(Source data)

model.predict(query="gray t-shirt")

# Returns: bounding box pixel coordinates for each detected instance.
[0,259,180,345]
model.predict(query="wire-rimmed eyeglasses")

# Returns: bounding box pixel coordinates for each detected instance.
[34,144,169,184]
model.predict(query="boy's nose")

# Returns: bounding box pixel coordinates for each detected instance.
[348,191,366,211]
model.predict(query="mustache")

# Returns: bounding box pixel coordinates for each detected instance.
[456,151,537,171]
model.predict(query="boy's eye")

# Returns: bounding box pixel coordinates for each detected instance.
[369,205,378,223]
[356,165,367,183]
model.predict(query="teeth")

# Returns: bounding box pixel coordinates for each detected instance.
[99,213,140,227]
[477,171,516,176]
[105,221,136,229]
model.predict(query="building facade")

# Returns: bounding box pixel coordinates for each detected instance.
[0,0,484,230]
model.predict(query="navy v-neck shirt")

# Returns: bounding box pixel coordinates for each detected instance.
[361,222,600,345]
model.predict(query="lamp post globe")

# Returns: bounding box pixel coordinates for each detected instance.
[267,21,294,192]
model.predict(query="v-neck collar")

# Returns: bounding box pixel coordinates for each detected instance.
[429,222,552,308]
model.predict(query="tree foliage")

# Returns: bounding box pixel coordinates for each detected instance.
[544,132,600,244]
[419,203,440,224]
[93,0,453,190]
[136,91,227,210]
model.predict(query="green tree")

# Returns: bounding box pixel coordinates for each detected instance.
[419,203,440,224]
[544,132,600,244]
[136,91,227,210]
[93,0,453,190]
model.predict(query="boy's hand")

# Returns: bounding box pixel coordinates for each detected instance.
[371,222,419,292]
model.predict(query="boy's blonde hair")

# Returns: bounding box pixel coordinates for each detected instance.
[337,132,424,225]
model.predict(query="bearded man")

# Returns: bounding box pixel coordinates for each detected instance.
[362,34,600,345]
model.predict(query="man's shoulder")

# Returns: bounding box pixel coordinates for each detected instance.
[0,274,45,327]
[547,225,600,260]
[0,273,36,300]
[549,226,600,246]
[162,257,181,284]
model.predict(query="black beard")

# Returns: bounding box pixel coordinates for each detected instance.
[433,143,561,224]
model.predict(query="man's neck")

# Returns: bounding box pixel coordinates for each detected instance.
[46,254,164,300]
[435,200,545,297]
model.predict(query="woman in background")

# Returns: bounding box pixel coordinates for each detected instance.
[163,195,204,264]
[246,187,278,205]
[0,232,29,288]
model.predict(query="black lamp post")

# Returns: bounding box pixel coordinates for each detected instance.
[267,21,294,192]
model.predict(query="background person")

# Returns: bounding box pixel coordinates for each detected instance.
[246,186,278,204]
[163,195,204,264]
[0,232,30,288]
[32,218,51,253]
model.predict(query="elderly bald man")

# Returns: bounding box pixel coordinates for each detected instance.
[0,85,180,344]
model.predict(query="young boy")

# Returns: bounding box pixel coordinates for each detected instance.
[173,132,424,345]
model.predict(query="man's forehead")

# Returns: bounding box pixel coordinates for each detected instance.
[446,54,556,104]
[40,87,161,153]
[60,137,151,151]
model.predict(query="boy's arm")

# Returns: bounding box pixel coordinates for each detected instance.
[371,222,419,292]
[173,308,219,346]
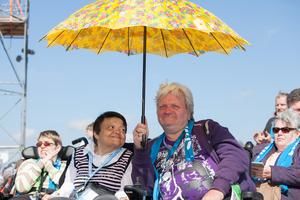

[Assignment]:
State the number of lines in the data that carry "lamp", and add nothing to it.

[Finished task]:
2